▶ [WRITTEN EXERCISE]
Please rename every "pin" in the records below to "marker" and give all the records back with nothing else changed.

▶ [Object location labeling entries]
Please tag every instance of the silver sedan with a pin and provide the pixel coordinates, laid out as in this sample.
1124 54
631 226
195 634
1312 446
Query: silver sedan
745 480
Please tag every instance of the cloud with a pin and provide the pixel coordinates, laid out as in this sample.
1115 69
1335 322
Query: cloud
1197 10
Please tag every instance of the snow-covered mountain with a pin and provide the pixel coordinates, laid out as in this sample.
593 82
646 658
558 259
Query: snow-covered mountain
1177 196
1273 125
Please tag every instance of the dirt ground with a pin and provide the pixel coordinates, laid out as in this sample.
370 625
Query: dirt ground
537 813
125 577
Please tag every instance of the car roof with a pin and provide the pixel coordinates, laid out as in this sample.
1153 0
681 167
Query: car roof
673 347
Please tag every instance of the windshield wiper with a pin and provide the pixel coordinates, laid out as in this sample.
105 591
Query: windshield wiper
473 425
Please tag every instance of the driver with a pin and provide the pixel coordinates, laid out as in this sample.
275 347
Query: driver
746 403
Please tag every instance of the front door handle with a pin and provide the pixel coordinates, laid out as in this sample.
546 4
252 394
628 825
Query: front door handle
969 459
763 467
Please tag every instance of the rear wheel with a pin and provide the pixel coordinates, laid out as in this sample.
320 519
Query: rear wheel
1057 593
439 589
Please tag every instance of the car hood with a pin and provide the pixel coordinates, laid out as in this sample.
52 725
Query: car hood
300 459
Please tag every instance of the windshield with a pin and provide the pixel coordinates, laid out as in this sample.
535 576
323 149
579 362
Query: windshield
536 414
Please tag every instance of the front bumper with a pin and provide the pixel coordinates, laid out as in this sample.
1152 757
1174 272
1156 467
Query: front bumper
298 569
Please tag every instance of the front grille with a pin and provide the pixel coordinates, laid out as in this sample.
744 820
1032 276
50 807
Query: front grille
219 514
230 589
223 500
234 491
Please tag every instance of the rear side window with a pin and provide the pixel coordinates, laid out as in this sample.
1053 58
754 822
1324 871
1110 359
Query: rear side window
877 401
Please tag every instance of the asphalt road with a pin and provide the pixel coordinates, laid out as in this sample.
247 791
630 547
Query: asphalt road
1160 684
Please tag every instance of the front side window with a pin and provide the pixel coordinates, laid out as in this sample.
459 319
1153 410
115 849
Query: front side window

▶ [TASK OUTPUT]
Please tag every instance of the silver sedan with a marker and provide the pixel coordinates, laid out as in this sample.
1124 54
631 226
195 634
1312 446
Query: silver sedan
745 480
Please tag every instance of the cloud with a marker and provide the pixel coordinates, laid out as in this sample.
1115 69
1335 322
Query: cloud
1197 10
Please tag every instance of the snow-covered mountain with a marker and provide the pixel coordinates, laid out as in this sample.
593 82
646 658
558 259
Query: snow-covered mountain
1177 196
1273 125
Please tag every instance of the dirt ground with a marker and provide the pixel coordinates, laid out as in this sample.
370 625
Query: dirt ground
537 813
125 577
Please tag every instance of the car roof with a marker and provide the pixel coordinates, laid out as in this sample.
1153 0
681 167
Query: car roof
673 347
Please tag every instance of the windshield wiper with a marker and provide the pixel coordinates, laid out as in this sample.
105 591
Query: windshield wiper
473 425
Please tag every instance of the driver with a marker and provide the pixel coordinates, laid out as in this sample.
275 347
Query: driver
746 403
Please tag every instance of the front door handle with a marker and provide the pixel coordinates, laid out as in this sample.
546 4
252 394
628 825
Query: front door handle
969 459
763 467
Please tag every instance of the rear wheel with a marker and provide the pixel coordinates, laid out as in this sample.
320 519
Query: rear wheel
1057 593
439 589
Please tag every instance of the car hood with a marker and provide the pixel coordinates, laid out as in this sample.
52 725
Query: car hood
300 459
Please tag every instance of the windshield with a marker and provide the pixel coordinates, laid out as in this sample.
535 576
323 149
579 362
Query: windshield
536 414
Please tag every instance of the front bumper with a marker and provide the pixel coordinates, laid out as in this sample.
1152 757
1174 272
1156 467
Query: front bumper
298 569
Please tag every instance of the front grille with a marker and provide the pixel coordinates, laid out as in this sample.
744 820
1032 276
50 807
Query: front grille
219 514
230 589
223 500
234 491
Please tag every instance of the rear side window with a marker and provide the pixel coordinates, laid out as in this sample.
1053 58
754 822
1324 871
1110 359
Query: rear side window
877 401
Please tag every instance of the asphalt road with a marker and provide the pixel coordinates, laid out as in this sample.
247 791
630 547
Query: asphalt road
1160 684
Please tag every instance of the front side window with a marker and provide the pixel coordinates, laid out as in this sample.
459 319
1153 410
115 849
Query: front side window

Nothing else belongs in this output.